═══ SOURCE EXCERPT

TLDR; 24 year old expat living in Amsterdam. Haven't been on a date in a really long time and I can't seem to get any female attention. No matter what I try.

 

I'm 24 years old. I broke up with my girlfriend of two years around 1 year ago while I was studying abroad for my masters degree. I went through a pretty hard time but after a couple of months I felt like I was ready to start seeing other people (not necessarily to get into anything serious but at least going out and getting to know new people). However during this time I was very very busy with my masters to the extent that I didn't have time to date at all. I didn't even have time to socialize so I spent 99% of my time inside working on my thesis and then hanging out with my housemates in the evening which meant I wasn't meeting new people and making new friends. My housemates are a couple (which is fine) and all of their friends are also couples so when I do hangout with them I enjoy myself because they're nice people but also I feel a bit out of place (not sure if this makes sense).

══════

● EXERCISE INSTRUCTIONS
[1] Answer these from the post about dating in Amsterdam:
(a) How old is the writer?
(b) How long did the writer's relationship with the ex-girlfriend last?
(c) Who does the writer spend evenings with?
[2] According to the post about dating in Amsterdam, why does the writer feel a bit out of place when hanging out with the housemates?
[3] Can you carry on the post about dating in Amsterdam from its last sentence, in the same first-person voice?

═══ EXCERPTED DATA

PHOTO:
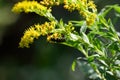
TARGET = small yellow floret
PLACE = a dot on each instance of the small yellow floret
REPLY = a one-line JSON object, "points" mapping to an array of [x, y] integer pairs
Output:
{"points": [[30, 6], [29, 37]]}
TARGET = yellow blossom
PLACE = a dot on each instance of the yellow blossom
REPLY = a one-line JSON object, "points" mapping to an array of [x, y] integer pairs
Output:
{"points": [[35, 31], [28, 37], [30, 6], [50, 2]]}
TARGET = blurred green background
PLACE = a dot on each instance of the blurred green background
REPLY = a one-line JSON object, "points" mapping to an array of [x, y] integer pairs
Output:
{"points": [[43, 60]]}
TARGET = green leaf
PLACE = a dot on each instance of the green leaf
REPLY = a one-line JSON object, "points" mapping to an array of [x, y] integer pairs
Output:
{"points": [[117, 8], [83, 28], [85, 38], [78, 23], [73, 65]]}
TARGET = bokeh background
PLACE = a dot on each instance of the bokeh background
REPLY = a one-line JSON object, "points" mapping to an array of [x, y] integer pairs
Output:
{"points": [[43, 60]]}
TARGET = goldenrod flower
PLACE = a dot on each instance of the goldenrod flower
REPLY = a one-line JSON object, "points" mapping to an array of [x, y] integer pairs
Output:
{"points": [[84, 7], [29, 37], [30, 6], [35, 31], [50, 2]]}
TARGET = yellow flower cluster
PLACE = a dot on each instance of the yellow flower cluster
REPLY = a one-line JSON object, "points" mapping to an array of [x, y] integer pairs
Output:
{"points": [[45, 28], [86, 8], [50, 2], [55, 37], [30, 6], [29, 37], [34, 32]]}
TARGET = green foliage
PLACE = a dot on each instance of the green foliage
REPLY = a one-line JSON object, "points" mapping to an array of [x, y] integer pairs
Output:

══════
═══ EXCERPTED DATA

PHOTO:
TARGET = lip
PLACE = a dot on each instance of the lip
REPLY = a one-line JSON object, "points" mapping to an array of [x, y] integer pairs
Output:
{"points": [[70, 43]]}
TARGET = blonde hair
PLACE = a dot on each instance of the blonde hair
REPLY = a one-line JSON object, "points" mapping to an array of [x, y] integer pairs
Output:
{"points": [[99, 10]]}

══════
═══ EXCERPTED DATA

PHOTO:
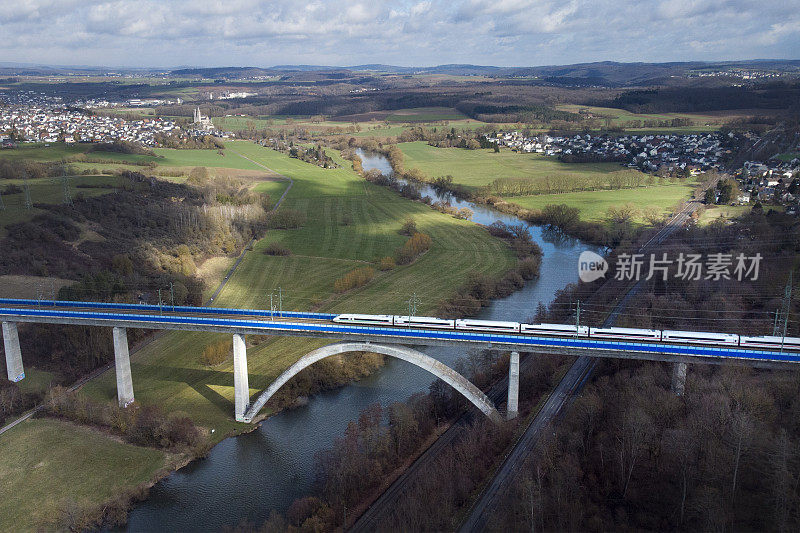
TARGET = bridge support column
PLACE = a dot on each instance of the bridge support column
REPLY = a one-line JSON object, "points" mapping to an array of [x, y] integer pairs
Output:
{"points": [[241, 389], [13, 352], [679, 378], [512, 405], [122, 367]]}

══════

● ANSWERS FOR THIS EXERCISE
[1]
(a) 24 years old.
(b) Two years.
(c) The writer's housemates, who are a couple.

[2] The housemates are a couple, and all of their friends are also couples. So although the writer enjoys their company, being the only single person makes the writer feel a bit out of place.

[3]
Now my studies are finished, I've started working, and started going to the gym regularly (3-4 times a week). I've started to go out more by trying to hang out with colleagues and going out to bars and clubs on the weekends. However, I'm having a really difficult time getting in contact with any woman. When I'm out I don't feel shy and not talk to women (of course I'm not being weird and creepy and chatting up every woman I see etc.) but usually it doesn't lead anywhere. I'm living in Amsterdam (but I'm not Dutch) and one thing I've noticed is that as soon as women notice that I don't speak Dutch they kind of dismiss me but I find this really weird because almost all the people I speak to can speak fluent English. I'm trying to learn the language but it's not like I can master it in a couple of months. I try using dating apps as well (tinder, hinge, happn) but they're really not working for me. I get a good amount of matches on them but I seriously can't get any form of reply on these apps. I take the time to look at the women's profile to not just send "hi" but I'm also not over the top and even so nothing I'm trying works. I just never get a reply back from any of these women on these apps.

 

I've never had an issue like this before. When I was in my home country I could get a date if I wanted to and I had spent some time living in the UK and didn't have this issue at all. Don't get me wrong I'm not the type of guy who wants to be going out on a million dates but I like to go out on one once in a while. I try not to think about it that much but it does bring me down sometimes because I'm thinking that either I'm doing something wrong or there's something wrong with me that I haven't taken notice of yet. I feel like I'm missing out and that I'm kind of invisible because in general I see people around me having some form of romantic attention but I'm not getting any and it's been this way for months now.

 

I'm sure other people have been in this situation and I'd like some advice on how to change things. Right now I'm just focusing on other things like work, the gym, trying to go on short trips, go out etc. But I'm always feeling like there's something missing and it gets me down.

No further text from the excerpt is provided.